■ CONSIGNA DE TRABAJO 1: Según el fragmento sobre el non-take-up en Barcelona, ¿cuántos hogares han accedido al complemento por hijos?
■ CONSIGNA DE TRABAJO 2: Reproduce el fragmento sobre el non-take-up empezando en "Esta situación afecta" y terminando en "del País Vasco.", pero cambia "vulnerabilidad" por "precariedad".

■ FRAGMENTO PROPORCIONADO:
______

Sin ir más lejos, en la ciudad de Barcelona nos enfrentamos a unos datos de non-take-up muy preocupantes: en una investigación reciente realizada en la UAB (en co-autoría con Emma Álvarez y Àlex Giménez), hemos constatado el contraste entre unos 5.500 expedientes vigentes de Ingreso Mínimo Vital y los más de 50.000 que cumplirían los principales requisitos según el Panel de Hogares de Renta y Patrimonio; particularmente, cuesta aceptar que solo unos 2.700 hogares hayan accedido al complemento por hijos, dado que este tiene unos umbrales de renta que triplican los del Ingreso Mínimo Vital y, por tanto, van bastante más allá del umbral de la pobreza. Aunque la Renda Garantida de Ciutadania de la Generalitat tiene un non-take-up menor, tampoco es para echar cohetes, puesto que menos de la mitad de los 50.000 hogares elegibles serían beneficiarios.

Esta situación afecta gravemente a la equidad y eficacia de estos programas: no garantizan derechos iguales a quienes están en una misma situación de vulnerabilidad; no redistribuyen los recursos adecuadamente; y no permiten ejecutar el presupuesto disponible para la lucha contra la pobreza. Contra lo que ciertos discursos buscan transmitir, el non-take-up no es inevitable ni está escrito en la naturaleza de las prestaciones, como lo muestra su práctica inexistencia en otros programas (véanse las prestaciones por desempleo o las pensiones), o su mucha menor extensión en otras rentas mínimas, como la del País Vasco.

______

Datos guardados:
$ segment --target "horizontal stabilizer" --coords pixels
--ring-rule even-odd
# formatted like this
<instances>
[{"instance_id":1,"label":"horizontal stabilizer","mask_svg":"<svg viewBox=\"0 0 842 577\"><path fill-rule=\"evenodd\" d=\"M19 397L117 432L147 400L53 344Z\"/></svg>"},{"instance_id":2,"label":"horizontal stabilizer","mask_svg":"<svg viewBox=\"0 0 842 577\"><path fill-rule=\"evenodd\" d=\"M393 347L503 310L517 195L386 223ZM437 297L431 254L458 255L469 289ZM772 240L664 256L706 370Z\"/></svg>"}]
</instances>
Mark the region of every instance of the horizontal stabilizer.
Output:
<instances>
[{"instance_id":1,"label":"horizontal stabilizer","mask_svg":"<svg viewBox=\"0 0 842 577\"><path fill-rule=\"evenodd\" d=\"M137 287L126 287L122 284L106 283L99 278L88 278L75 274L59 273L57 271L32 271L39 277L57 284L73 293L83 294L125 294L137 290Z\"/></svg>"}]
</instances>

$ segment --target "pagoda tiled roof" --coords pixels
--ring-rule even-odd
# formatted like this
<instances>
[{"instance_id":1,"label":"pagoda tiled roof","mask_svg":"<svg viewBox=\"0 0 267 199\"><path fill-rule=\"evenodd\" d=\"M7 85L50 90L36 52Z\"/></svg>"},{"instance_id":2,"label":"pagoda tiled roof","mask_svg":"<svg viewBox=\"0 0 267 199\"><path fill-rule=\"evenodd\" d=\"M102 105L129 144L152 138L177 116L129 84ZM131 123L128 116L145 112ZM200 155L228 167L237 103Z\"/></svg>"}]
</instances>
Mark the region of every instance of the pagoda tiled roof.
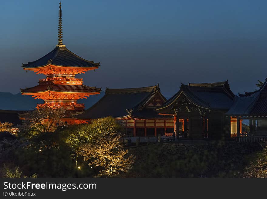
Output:
<instances>
[{"instance_id":1,"label":"pagoda tiled roof","mask_svg":"<svg viewBox=\"0 0 267 199\"><path fill-rule=\"evenodd\" d=\"M166 100L161 93L158 85L131 88L107 88L105 95L98 101L83 113L73 117L83 119L108 116L117 118L130 116L144 118L162 118L163 116L158 115L153 109L144 108L157 93L161 95L164 101Z\"/></svg>"},{"instance_id":2,"label":"pagoda tiled roof","mask_svg":"<svg viewBox=\"0 0 267 199\"><path fill-rule=\"evenodd\" d=\"M95 63L80 57L66 47L56 47L51 52L34 61L22 65L25 68L38 68L50 64L67 67L91 68L98 67L100 63Z\"/></svg>"},{"instance_id":3,"label":"pagoda tiled roof","mask_svg":"<svg viewBox=\"0 0 267 199\"><path fill-rule=\"evenodd\" d=\"M21 92L23 93L31 93L42 92L47 91L57 92L75 92L80 93L93 93L100 92L101 88L88 86L83 85L56 84L51 82L46 82L46 84L40 84L37 86L25 89L21 89Z\"/></svg>"},{"instance_id":4,"label":"pagoda tiled roof","mask_svg":"<svg viewBox=\"0 0 267 199\"><path fill-rule=\"evenodd\" d=\"M182 93L196 106L212 110L228 111L235 96L227 81L214 83L189 83L188 85L182 84L178 92L159 109L171 107L172 104L174 104Z\"/></svg>"}]
</instances>

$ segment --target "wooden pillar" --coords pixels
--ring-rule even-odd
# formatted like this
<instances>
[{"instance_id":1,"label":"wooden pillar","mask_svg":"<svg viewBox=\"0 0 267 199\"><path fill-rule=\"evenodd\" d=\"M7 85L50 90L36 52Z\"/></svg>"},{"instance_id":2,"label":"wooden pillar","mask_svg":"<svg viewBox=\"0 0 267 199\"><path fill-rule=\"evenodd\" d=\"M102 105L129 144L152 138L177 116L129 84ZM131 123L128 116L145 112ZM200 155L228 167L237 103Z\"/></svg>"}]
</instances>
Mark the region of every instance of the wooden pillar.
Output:
<instances>
[{"instance_id":1,"label":"wooden pillar","mask_svg":"<svg viewBox=\"0 0 267 199\"><path fill-rule=\"evenodd\" d=\"M240 118L239 117L236 117L236 136L240 137Z\"/></svg>"},{"instance_id":2,"label":"wooden pillar","mask_svg":"<svg viewBox=\"0 0 267 199\"><path fill-rule=\"evenodd\" d=\"M136 136L136 122L134 119L134 136Z\"/></svg>"},{"instance_id":3,"label":"wooden pillar","mask_svg":"<svg viewBox=\"0 0 267 199\"><path fill-rule=\"evenodd\" d=\"M179 116L178 114L176 114L176 138L177 139L179 139L179 133L180 132L180 121L179 120Z\"/></svg>"},{"instance_id":4,"label":"wooden pillar","mask_svg":"<svg viewBox=\"0 0 267 199\"><path fill-rule=\"evenodd\" d=\"M154 124L155 125L155 136L157 136L157 121L154 121Z\"/></svg>"},{"instance_id":5,"label":"wooden pillar","mask_svg":"<svg viewBox=\"0 0 267 199\"><path fill-rule=\"evenodd\" d=\"M207 121L208 129L207 133L207 137L208 138L211 137L211 117L209 116L208 120Z\"/></svg>"},{"instance_id":6,"label":"wooden pillar","mask_svg":"<svg viewBox=\"0 0 267 199\"><path fill-rule=\"evenodd\" d=\"M147 121L145 120L145 136L147 136Z\"/></svg>"},{"instance_id":7,"label":"wooden pillar","mask_svg":"<svg viewBox=\"0 0 267 199\"><path fill-rule=\"evenodd\" d=\"M204 118L204 137L205 138L208 137L207 133L208 132L208 124L207 124L207 118Z\"/></svg>"},{"instance_id":8,"label":"wooden pillar","mask_svg":"<svg viewBox=\"0 0 267 199\"><path fill-rule=\"evenodd\" d=\"M166 133L167 131L167 128L166 127L166 120L164 120L164 134Z\"/></svg>"},{"instance_id":9,"label":"wooden pillar","mask_svg":"<svg viewBox=\"0 0 267 199\"><path fill-rule=\"evenodd\" d=\"M252 121L253 124L253 129L252 129L252 132L255 135L256 133L256 119L253 119Z\"/></svg>"},{"instance_id":10,"label":"wooden pillar","mask_svg":"<svg viewBox=\"0 0 267 199\"><path fill-rule=\"evenodd\" d=\"M127 123L127 120L125 120L125 134L126 135L127 135L127 127L128 126L128 124Z\"/></svg>"},{"instance_id":11,"label":"wooden pillar","mask_svg":"<svg viewBox=\"0 0 267 199\"><path fill-rule=\"evenodd\" d=\"M186 118L184 119L184 131L187 131L187 119Z\"/></svg>"},{"instance_id":12,"label":"wooden pillar","mask_svg":"<svg viewBox=\"0 0 267 199\"><path fill-rule=\"evenodd\" d=\"M187 119L186 118L184 119L184 137L185 138L187 138Z\"/></svg>"},{"instance_id":13,"label":"wooden pillar","mask_svg":"<svg viewBox=\"0 0 267 199\"><path fill-rule=\"evenodd\" d=\"M202 138L204 137L204 115L202 114L201 115L201 131L202 132Z\"/></svg>"},{"instance_id":14,"label":"wooden pillar","mask_svg":"<svg viewBox=\"0 0 267 199\"><path fill-rule=\"evenodd\" d=\"M253 124L252 122L252 119L249 118L249 134L253 134Z\"/></svg>"}]
</instances>

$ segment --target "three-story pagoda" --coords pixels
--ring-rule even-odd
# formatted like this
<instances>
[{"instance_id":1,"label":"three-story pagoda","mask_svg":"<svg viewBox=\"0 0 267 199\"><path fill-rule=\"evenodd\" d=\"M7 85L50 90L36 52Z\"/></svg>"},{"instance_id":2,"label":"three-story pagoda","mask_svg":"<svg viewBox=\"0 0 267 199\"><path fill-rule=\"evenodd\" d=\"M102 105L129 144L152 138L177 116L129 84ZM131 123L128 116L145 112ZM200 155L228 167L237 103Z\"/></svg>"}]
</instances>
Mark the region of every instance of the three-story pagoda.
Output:
<instances>
[{"instance_id":1,"label":"three-story pagoda","mask_svg":"<svg viewBox=\"0 0 267 199\"><path fill-rule=\"evenodd\" d=\"M43 74L46 78L39 79L37 86L21 89L21 92L22 95L32 95L35 99L44 100L44 103L37 104L37 108L63 107L69 111L65 114L66 119L73 120L72 112L81 112L84 109L84 104L78 103L77 100L99 94L101 91L101 88L83 85L83 79L76 78L75 75L95 70L100 64L79 57L63 44L61 8L60 3L58 43L56 48L39 59L22 65L24 69Z\"/></svg>"}]
</instances>

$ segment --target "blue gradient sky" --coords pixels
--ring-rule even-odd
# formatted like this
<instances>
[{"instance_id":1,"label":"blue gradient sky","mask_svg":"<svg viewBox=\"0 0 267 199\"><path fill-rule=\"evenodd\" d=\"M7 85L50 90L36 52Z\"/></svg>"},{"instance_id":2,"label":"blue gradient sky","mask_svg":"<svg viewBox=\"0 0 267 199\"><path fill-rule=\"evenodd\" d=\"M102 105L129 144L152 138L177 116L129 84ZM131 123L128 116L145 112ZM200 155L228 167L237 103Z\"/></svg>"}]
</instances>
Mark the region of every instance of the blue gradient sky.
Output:
<instances>
[{"instance_id":1,"label":"blue gradient sky","mask_svg":"<svg viewBox=\"0 0 267 199\"><path fill-rule=\"evenodd\" d=\"M171 97L181 82L228 79L235 94L264 80L266 1L63 0L63 42L101 66L79 75L109 88L160 84ZM22 63L57 43L59 1L0 2L0 91L18 93L44 76Z\"/></svg>"}]
</instances>

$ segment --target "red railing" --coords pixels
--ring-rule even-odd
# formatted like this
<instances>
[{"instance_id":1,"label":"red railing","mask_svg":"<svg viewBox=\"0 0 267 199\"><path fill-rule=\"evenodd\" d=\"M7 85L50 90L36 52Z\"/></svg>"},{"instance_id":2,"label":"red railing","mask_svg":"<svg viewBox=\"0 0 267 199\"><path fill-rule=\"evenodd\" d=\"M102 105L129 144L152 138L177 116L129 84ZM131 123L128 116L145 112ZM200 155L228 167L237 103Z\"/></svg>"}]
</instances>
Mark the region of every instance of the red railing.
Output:
<instances>
[{"instance_id":1,"label":"red railing","mask_svg":"<svg viewBox=\"0 0 267 199\"><path fill-rule=\"evenodd\" d=\"M82 84L83 82L82 78L74 78L55 77L39 79L39 82L49 81L52 81L57 84Z\"/></svg>"},{"instance_id":2,"label":"red railing","mask_svg":"<svg viewBox=\"0 0 267 199\"><path fill-rule=\"evenodd\" d=\"M45 103L45 104L37 104L36 108L40 108L49 107L49 108L59 108L63 107L68 110L74 110L75 108L84 108L84 104L77 104L76 103Z\"/></svg>"}]
</instances>

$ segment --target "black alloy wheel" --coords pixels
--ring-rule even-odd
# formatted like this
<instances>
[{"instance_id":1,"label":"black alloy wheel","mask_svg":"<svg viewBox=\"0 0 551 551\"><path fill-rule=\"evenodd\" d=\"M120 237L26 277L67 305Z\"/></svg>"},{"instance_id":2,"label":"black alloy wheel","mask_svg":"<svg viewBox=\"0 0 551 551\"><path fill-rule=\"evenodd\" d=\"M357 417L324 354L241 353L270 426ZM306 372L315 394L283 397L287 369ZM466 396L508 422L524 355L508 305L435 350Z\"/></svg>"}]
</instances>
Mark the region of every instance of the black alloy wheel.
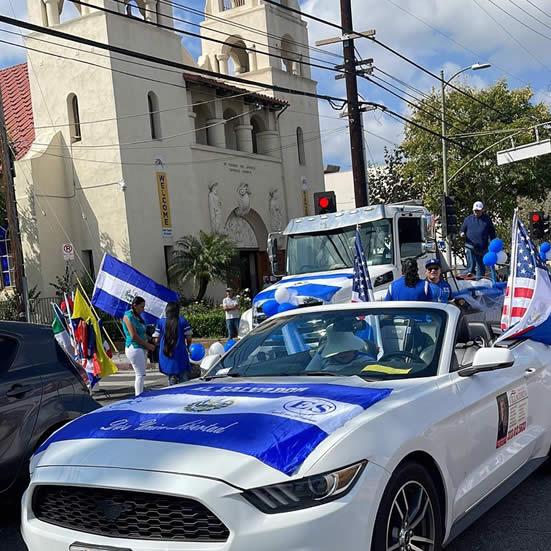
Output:
<instances>
[{"instance_id":1,"label":"black alloy wheel","mask_svg":"<svg viewBox=\"0 0 551 551\"><path fill-rule=\"evenodd\" d=\"M419 463L401 465L388 483L375 520L372 551L441 551L442 507Z\"/></svg>"}]
</instances>

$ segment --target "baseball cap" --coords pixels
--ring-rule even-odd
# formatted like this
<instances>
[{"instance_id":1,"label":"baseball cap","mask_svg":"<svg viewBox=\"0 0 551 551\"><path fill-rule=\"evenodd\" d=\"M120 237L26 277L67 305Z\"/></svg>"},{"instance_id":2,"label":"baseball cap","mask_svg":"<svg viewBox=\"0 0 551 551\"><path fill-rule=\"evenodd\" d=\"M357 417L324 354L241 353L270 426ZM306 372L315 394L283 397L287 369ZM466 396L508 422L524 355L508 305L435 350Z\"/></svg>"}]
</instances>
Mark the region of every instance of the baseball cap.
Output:
<instances>
[{"instance_id":1,"label":"baseball cap","mask_svg":"<svg viewBox=\"0 0 551 551\"><path fill-rule=\"evenodd\" d=\"M440 260L438 260L438 258L429 258L426 262L425 262L425 268L428 268L429 266L432 266L433 264L436 264L437 266L440 266Z\"/></svg>"}]
</instances>

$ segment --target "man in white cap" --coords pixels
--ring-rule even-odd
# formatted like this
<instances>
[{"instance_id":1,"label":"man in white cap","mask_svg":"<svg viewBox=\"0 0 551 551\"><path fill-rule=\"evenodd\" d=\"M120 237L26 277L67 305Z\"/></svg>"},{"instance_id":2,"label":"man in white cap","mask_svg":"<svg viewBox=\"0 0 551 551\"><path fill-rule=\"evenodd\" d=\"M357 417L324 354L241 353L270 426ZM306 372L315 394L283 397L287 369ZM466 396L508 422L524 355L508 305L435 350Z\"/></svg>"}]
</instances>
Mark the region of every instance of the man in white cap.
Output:
<instances>
[{"instance_id":1,"label":"man in white cap","mask_svg":"<svg viewBox=\"0 0 551 551\"><path fill-rule=\"evenodd\" d=\"M484 214L482 201L474 202L473 214L465 218L460 233L461 237L465 238L467 275L474 275L476 270L476 279L478 281L486 271L482 259L488 252L488 243L496 237L494 224L490 217Z\"/></svg>"}]
</instances>

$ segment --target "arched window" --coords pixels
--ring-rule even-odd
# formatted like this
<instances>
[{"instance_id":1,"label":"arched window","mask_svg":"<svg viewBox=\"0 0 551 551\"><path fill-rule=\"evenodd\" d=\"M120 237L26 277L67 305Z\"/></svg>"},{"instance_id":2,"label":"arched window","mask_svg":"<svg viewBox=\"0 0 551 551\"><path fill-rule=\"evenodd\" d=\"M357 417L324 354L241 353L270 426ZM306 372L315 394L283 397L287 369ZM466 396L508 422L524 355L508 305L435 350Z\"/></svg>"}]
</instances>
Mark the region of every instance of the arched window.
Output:
<instances>
[{"instance_id":1,"label":"arched window","mask_svg":"<svg viewBox=\"0 0 551 551\"><path fill-rule=\"evenodd\" d=\"M302 133L302 128L299 126L297 128L297 154L298 154L298 164L306 164L306 156L304 155L304 136Z\"/></svg>"},{"instance_id":2,"label":"arched window","mask_svg":"<svg viewBox=\"0 0 551 551\"><path fill-rule=\"evenodd\" d=\"M161 114L159 113L159 100L153 92L147 94L147 109L149 111L149 127L151 139L160 140L161 135Z\"/></svg>"},{"instance_id":3,"label":"arched window","mask_svg":"<svg viewBox=\"0 0 551 551\"><path fill-rule=\"evenodd\" d=\"M69 124L71 125L71 143L79 142L82 139L82 134L80 133L80 112L76 94L69 94L67 97L67 111L69 113Z\"/></svg>"}]
</instances>

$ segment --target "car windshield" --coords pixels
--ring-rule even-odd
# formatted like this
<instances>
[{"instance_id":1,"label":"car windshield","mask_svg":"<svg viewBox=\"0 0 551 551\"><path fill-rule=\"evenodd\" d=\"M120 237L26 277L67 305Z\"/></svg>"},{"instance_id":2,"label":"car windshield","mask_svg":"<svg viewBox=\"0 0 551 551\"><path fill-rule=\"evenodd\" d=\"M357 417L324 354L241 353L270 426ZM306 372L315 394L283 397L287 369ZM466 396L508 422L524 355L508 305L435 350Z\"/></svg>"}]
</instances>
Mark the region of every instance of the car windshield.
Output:
<instances>
[{"instance_id":1,"label":"car windshield","mask_svg":"<svg viewBox=\"0 0 551 551\"><path fill-rule=\"evenodd\" d=\"M296 312L249 333L207 377L436 375L447 314L428 308Z\"/></svg>"},{"instance_id":2,"label":"car windshield","mask_svg":"<svg viewBox=\"0 0 551 551\"><path fill-rule=\"evenodd\" d=\"M354 266L355 235L355 227L290 235L287 273L296 275L351 268ZM391 220L362 224L360 235L368 266L393 263Z\"/></svg>"}]
</instances>

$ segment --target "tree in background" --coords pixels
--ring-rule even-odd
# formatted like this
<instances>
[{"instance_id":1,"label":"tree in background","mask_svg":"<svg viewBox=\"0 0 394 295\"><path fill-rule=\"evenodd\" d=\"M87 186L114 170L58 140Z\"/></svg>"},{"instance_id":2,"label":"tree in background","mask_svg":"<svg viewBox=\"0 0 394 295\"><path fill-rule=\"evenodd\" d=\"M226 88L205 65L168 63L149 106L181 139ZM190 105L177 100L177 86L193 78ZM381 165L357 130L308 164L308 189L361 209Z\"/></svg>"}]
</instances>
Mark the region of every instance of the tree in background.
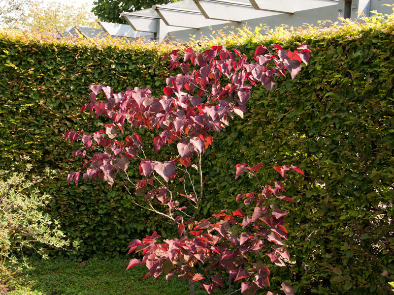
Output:
<instances>
[{"instance_id":1,"label":"tree in background","mask_svg":"<svg viewBox=\"0 0 394 295\"><path fill-rule=\"evenodd\" d=\"M54 1L46 6L34 7L28 16L29 21L22 27L29 30L61 32L74 26L99 28L98 20L85 4L77 6Z\"/></svg>"},{"instance_id":2,"label":"tree in background","mask_svg":"<svg viewBox=\"0 0 394 295\"><path fill-rule=\"evenodd\" d=\"M38 3L37 0L0 0L0 28L17 29L18 23L26 22L29 11Z\"/></svg>"},{"instance_id":3,"label":"tree in background","mask_svg":"<svg viewBox=\"0 0 394 295\"><path fill-rule=\"evenodd\" d=\"M53 1L46 5L37 0L0 0L0 26L28 32L63 32L74 26L99 28L98 19L86 4L64 4Z\"/></svg>"},{"instance_id":4,"label":"tree in background","mask_svg":"<svg viewBox=\"0 0 394 295\"><path fill-rule=\"evenodd\" d=\"M150 8L156 4L175 2L171 0L95 0L92 10L100 20L112 23L126 22L119 18L123 11L135 11L142 8Z\"/></svg>"}]
</instances>

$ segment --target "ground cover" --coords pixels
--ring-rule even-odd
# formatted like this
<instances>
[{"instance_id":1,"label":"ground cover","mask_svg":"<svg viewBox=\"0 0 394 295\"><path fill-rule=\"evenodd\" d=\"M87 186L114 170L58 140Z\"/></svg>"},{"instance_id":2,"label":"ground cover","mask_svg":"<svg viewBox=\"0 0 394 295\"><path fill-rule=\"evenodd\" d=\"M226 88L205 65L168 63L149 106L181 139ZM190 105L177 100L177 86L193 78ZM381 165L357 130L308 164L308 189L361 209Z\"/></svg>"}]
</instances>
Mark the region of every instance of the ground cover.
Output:
<instances>
[{"instance_id":1,"label":"ground cover","mask_svg":"<svg viewBox=\"0 0 394 295\"><path fill-rule=\"evenodd\" d=\"M143 282L145 266L125 271L129 259L92 259L84 262L66 258L32 259L33 267L25 270L10 282L8 295L182 295L189 294L189 284L178 280L170 283L164 277L156 282L152 277ZM6 288L0 288L0 294ZM225 292L225 291L223 291ZM222 294L218 290L215 294ZM225 293L227 294L227 292ZM196 295L206 294L202 289Z\"/></svg>"}]
</instances>

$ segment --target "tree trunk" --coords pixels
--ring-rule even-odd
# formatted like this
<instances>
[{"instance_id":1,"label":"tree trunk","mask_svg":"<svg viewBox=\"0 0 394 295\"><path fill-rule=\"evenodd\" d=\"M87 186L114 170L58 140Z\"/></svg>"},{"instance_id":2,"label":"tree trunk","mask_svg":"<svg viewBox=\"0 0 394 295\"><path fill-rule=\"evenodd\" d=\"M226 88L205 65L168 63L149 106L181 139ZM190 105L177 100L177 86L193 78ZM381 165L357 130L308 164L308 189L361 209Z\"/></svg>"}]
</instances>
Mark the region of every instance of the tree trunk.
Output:
<instances>
[{"instance_id":1,"label":"tree trunk","mask_svg":"<svg viewBox=\"0 0 394 295\"><path fill-rule=\"evenodd\" d=\"M192 280L189 281L189 291L190 295L195 295L194 285L192 283Z\"/></svg>"}]
</instances>

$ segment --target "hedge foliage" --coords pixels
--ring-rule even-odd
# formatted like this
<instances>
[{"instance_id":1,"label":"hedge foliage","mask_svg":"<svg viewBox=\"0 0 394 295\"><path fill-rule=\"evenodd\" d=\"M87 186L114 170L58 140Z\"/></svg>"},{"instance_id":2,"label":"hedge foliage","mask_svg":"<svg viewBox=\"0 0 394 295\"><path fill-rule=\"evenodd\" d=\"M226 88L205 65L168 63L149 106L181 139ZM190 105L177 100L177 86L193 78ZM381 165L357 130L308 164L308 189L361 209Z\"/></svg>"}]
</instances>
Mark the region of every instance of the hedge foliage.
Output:
<instances>
[{"instance_id":1,"label":"hedge foliage","mask_svg":"<svg viewBox=\"0 0 394 295\"><path fill-rule=\"evenodd\" d=\"M272 279L288 275L297 294L387 294L394 276L393 17L276 32L244 30L225 41L249 57L262 43L294 49L305 42L313 52L294 81L280 79L269 93L255 90L245 118L216 136L203 157L202 213L231 208L247 189L247 177L234 180L236 164L298 165L306 177L288 193L297 201L288 205L286 219L293 263L273 269ZM83 240L81 255L118 255L133 238L166 228L132 206L120 186L67 185L65 175L80 162L70 162L75 148L62 134L100 123L77 114L91 84L115 91L149 86L159 93L167 76L163 53L171 49L0 36L0 165L28 153L37 173L59 170L41 190L54 197L48 210L69 237ZM264 182L276 173L260 176Z\"/></svg>"}]
</instances>

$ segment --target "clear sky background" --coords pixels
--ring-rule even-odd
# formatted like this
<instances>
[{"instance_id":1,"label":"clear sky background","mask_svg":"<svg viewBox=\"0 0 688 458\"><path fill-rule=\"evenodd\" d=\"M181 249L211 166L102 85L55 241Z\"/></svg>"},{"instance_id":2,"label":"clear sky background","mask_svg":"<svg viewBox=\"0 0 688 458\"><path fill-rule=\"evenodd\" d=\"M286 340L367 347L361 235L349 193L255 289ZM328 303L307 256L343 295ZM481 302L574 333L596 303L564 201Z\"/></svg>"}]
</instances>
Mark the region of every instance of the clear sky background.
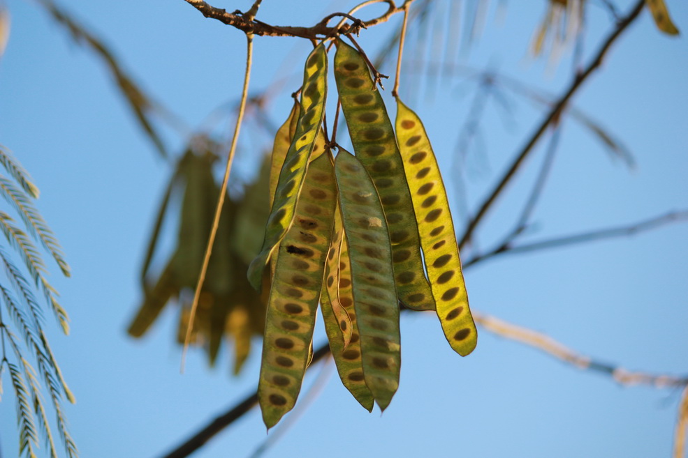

______

■ RESPUESTA ESCRITA 1: Unos 2.700 hogares.

■ RESPUESTA ESCRITA 2:
Esta situación afecta gravemente a la equidad y eficacia de estos programas: no garantizan derechos iguales a quienes están en una misma situación de precariedad; no redistribuyen los recursos adecuadamente; y no permiten ejecutar el presupuesto disponible para la lucha contra la pobreza. Contra lo que ciertos discursos buscan transmitir, el non-take-up no es inevitable ni está escrito en la naturaleza de las prestaciones, como lo muestra su práctica inexistencia en otros programas (véanse las prestaciones por desempleo o las pensiones), o su mucha menor extensión en otras rentas mínimas, como la del País Vasco.